**Selected passage**.
============

Search code examples
performanceamazon-redshiftquery-optimization

Not equal vs IN in AWS Redshift


usually iit is better to use IN as not equal in Oracle or another SQL databases. The optimiser could rewrite the query to use the index for scanning the values.

I am curious how can it affect the performance cause there is no classic index on a column like in Oracle.

Does it affect the performance in Redshift if using <> 1 instead of IN ( 2,3,4 ) ?


Solution

  • This is very much an "it depends" situation. Redshift uses metadata on all columns to know which blocks contain which value ranges. Being able to exclude data from a query based on metadata is one of Redshift's most powerful features when dealing with large tables. So if you are writing a clause against a column that has (valid) metadata that help with this data reduction then one set of factors are in play. If not then another set.

    In general positive assertions like A IN (2,3,4) is better than a negative assertion like A <> 1. Redshift can use the former to compare metadata against these values and exclude blocks that cannot include any of them. It can also use A <> 1 as it is a simple case and remove any blocks that only has the value 1. The killer is NOT IN as this usually requires a full scan of the table.

    Now Redshift can convert long IN lists (10 or more last I tested) to virtual tables and INNER JOINs this to achieve the same result. This can also thwart the metadata check so long IN lists are also a potential problem. In this case the <> 1 could be better.

    If your metadata isn't helpful in reducing table scan then the difference will likely be much smaller. Redshift has to read all the rows and apply the clause. Not much difference between these at that level. However long IN lists still can create JOINs which could be somewhat slower.

    Like I said "it depends".

============

**Requirement A**. In the Redshift thread, which operator does the answer call "the killer," and why?
**Requirement B**. Name every filter operator that the Redshift thread compares or warns about.

============

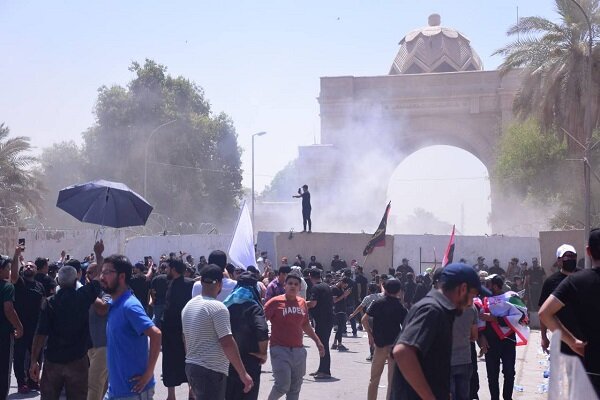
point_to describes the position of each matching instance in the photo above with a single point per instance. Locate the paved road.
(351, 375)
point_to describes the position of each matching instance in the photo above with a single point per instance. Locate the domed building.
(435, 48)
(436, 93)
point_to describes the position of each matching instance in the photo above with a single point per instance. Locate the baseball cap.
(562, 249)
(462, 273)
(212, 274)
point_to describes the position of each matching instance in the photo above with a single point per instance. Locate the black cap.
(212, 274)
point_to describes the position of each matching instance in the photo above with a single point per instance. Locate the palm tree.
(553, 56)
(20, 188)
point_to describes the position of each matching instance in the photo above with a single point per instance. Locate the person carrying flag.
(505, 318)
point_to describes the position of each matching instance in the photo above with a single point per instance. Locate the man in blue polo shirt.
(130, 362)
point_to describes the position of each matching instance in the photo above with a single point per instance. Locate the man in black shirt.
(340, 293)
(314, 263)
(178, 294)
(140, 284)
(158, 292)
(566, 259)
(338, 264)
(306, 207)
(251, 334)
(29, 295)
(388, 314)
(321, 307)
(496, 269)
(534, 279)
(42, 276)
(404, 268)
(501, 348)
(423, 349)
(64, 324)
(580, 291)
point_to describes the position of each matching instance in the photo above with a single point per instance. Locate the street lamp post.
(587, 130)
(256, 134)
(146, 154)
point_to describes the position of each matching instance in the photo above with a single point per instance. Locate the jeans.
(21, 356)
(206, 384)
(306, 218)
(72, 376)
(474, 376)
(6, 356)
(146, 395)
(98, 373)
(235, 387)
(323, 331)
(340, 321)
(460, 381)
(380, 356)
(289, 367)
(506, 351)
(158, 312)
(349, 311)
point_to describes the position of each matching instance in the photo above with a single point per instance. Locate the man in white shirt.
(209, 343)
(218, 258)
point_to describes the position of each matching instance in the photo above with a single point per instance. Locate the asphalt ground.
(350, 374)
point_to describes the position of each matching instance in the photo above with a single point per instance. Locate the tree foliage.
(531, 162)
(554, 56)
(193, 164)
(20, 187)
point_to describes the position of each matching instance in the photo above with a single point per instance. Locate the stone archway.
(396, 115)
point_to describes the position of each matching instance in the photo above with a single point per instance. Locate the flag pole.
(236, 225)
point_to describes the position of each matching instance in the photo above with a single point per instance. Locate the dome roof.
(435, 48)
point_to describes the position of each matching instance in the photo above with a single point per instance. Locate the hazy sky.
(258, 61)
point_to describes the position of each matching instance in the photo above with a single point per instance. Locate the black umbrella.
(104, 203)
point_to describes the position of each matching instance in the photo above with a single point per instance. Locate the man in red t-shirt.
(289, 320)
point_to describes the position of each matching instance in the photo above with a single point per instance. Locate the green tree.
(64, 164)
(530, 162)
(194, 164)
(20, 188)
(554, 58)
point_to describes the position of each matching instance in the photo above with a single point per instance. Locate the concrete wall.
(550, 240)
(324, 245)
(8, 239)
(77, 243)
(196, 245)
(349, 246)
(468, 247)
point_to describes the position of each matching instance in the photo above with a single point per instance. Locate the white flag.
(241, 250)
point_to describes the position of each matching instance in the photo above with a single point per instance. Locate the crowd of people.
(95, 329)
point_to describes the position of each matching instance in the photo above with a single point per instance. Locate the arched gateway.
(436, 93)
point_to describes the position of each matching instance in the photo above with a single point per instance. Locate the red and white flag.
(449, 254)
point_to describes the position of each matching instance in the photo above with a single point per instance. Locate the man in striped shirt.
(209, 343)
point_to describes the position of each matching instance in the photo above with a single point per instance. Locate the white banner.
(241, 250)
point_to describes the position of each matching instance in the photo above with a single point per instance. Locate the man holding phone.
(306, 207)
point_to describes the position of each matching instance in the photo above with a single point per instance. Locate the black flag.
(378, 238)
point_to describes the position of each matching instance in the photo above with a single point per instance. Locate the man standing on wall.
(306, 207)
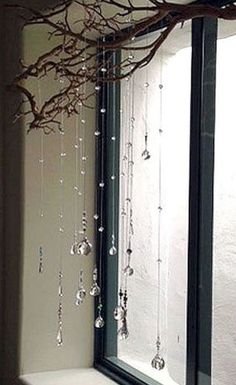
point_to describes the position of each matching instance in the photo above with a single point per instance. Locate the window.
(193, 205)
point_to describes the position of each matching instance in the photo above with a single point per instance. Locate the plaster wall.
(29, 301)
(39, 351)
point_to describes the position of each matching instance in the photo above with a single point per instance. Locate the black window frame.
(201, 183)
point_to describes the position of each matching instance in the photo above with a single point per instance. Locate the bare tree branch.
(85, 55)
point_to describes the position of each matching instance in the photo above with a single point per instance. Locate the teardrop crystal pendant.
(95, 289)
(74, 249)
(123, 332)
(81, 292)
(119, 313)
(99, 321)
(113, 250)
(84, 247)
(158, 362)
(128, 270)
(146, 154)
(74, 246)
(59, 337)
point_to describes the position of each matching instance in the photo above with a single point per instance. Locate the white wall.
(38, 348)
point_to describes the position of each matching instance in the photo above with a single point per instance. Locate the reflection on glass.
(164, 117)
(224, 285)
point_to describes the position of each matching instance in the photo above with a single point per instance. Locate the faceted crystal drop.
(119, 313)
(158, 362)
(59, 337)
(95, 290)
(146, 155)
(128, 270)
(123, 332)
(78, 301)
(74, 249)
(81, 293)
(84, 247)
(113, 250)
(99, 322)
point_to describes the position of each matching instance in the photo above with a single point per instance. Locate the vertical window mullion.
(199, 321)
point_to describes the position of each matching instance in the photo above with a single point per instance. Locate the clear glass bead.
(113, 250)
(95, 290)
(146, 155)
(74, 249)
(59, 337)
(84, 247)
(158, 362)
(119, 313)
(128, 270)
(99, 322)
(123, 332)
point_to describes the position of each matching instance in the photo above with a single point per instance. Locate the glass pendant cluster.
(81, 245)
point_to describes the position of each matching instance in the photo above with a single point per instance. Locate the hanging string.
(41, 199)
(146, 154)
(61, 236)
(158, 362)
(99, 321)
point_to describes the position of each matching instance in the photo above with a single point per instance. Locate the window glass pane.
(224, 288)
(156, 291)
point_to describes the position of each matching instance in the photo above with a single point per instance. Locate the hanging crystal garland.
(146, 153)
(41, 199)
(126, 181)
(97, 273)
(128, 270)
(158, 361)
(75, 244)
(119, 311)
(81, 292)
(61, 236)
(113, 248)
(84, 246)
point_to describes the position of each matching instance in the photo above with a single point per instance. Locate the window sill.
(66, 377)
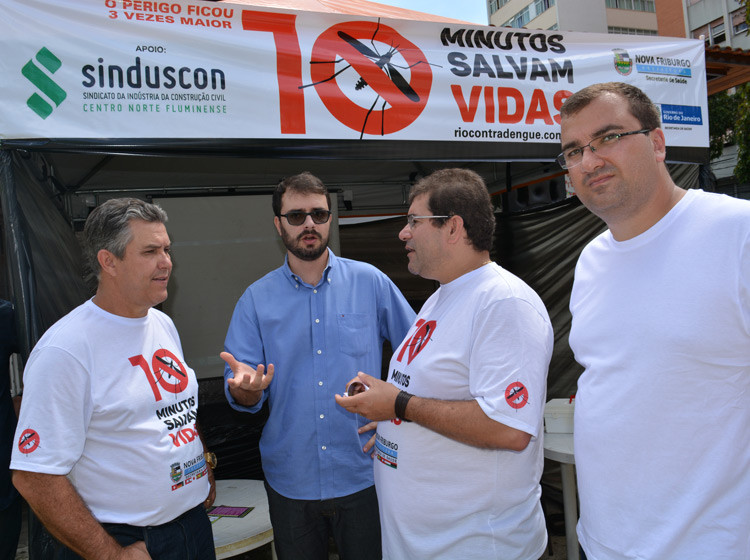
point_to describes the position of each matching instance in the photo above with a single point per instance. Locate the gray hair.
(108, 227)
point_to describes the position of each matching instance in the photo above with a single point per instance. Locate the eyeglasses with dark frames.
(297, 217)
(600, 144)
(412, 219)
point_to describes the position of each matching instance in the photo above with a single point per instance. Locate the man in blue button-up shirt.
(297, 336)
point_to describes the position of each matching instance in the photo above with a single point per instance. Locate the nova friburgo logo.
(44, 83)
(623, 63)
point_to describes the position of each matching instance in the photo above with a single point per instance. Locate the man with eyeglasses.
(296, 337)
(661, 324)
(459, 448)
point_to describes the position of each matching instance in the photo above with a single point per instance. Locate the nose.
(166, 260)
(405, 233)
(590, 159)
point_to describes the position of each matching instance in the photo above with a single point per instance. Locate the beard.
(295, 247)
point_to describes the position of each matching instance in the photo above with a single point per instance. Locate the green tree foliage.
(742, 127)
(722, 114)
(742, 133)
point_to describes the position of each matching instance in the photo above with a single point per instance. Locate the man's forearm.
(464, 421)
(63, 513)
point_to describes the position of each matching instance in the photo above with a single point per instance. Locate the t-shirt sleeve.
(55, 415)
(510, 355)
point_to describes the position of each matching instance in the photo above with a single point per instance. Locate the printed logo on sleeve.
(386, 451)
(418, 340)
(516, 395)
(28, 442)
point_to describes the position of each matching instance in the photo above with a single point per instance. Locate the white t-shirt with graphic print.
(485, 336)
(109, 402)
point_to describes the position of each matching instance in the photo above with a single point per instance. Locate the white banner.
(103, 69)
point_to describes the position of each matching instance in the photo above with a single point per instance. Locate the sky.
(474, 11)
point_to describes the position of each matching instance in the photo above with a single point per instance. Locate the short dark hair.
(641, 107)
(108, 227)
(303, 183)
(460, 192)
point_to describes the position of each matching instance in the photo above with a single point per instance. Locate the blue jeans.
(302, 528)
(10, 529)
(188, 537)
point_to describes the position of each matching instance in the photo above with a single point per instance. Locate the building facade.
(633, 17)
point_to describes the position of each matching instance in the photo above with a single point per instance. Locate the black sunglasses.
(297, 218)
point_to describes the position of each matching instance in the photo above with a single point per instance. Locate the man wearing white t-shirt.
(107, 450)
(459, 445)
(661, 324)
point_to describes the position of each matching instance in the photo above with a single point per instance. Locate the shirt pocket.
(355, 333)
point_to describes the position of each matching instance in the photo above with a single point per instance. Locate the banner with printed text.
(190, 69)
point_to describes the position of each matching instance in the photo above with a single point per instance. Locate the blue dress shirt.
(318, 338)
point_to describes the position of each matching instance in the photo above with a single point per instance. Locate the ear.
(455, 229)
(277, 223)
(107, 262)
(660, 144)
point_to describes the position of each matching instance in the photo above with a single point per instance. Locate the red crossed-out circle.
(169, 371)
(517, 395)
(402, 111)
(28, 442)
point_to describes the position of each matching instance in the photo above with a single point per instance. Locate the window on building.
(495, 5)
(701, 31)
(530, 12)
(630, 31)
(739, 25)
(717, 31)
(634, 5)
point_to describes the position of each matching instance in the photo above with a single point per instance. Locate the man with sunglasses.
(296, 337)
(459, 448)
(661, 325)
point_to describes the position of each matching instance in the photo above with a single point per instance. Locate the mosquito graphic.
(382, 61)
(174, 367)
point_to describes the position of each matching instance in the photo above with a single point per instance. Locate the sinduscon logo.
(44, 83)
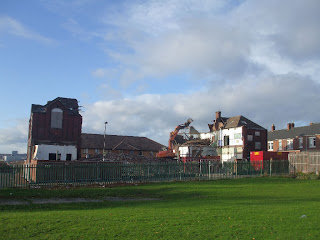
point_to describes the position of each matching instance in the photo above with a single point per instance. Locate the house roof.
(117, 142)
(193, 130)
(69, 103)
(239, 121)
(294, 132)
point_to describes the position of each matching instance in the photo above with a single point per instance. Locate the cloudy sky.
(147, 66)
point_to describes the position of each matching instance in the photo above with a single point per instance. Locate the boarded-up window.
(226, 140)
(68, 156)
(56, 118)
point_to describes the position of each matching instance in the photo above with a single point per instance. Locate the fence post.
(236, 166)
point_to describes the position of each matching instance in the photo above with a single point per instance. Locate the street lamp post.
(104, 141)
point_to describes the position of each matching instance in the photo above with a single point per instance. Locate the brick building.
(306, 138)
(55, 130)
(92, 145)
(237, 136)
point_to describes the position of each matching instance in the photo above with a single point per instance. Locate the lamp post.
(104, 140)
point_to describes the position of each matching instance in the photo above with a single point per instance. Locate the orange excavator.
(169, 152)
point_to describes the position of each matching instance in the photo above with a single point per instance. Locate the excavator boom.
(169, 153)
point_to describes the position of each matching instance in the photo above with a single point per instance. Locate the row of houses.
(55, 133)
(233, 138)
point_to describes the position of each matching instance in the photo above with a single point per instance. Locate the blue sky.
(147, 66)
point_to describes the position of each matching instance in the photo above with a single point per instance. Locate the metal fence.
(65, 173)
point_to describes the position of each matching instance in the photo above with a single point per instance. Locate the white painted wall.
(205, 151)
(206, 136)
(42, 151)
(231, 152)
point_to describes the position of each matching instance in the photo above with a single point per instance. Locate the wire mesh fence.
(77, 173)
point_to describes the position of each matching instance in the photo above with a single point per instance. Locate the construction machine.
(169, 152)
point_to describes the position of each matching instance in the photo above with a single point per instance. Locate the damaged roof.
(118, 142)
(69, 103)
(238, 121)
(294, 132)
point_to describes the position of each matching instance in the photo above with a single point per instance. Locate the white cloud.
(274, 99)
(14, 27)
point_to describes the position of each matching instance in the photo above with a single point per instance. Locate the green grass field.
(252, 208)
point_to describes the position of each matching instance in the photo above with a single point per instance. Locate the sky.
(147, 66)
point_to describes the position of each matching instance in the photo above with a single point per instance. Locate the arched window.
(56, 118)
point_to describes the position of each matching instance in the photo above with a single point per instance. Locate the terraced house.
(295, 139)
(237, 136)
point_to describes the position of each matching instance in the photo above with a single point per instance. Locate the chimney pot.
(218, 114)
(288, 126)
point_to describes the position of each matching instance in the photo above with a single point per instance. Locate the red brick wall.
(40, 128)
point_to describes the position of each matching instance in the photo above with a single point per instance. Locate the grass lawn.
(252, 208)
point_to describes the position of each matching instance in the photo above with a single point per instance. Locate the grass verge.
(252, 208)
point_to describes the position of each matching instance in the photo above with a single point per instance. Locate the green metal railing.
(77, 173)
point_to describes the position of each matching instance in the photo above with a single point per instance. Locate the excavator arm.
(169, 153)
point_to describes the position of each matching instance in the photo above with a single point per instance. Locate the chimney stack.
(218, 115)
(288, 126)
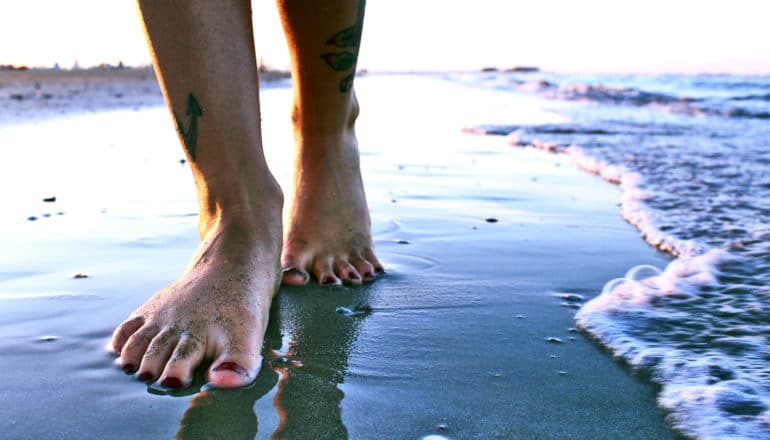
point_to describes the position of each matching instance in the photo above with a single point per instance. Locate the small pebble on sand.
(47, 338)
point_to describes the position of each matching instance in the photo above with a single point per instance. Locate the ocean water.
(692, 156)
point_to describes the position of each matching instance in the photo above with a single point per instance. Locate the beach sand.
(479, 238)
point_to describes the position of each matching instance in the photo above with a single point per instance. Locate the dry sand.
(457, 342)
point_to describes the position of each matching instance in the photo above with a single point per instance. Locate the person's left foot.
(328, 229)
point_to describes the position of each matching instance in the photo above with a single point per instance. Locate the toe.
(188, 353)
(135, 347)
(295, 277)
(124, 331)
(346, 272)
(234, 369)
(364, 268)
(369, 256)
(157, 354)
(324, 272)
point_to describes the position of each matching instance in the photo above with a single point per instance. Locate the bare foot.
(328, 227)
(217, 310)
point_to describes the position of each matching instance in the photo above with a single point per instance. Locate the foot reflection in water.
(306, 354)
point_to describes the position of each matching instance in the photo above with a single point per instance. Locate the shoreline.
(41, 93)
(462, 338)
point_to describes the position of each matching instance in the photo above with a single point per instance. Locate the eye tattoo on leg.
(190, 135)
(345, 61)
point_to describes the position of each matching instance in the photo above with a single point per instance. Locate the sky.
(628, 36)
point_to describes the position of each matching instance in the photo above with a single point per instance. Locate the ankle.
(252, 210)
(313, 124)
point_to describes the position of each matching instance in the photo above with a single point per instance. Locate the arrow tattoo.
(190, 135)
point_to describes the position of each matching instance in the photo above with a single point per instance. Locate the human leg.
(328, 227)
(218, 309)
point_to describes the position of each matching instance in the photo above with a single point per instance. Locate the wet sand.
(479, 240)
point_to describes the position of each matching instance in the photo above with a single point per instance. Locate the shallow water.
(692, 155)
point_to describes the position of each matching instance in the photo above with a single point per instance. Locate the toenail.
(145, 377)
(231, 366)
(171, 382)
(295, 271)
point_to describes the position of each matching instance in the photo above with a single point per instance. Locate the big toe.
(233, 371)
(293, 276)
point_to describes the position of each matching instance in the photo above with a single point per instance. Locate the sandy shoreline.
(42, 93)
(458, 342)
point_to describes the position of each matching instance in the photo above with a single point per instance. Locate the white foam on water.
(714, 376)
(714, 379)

============

**Correct answer A**. NOT IN, because it usually requires a full scan of the table.

**Correct answer B**. <> (not equal), IN, NOT IN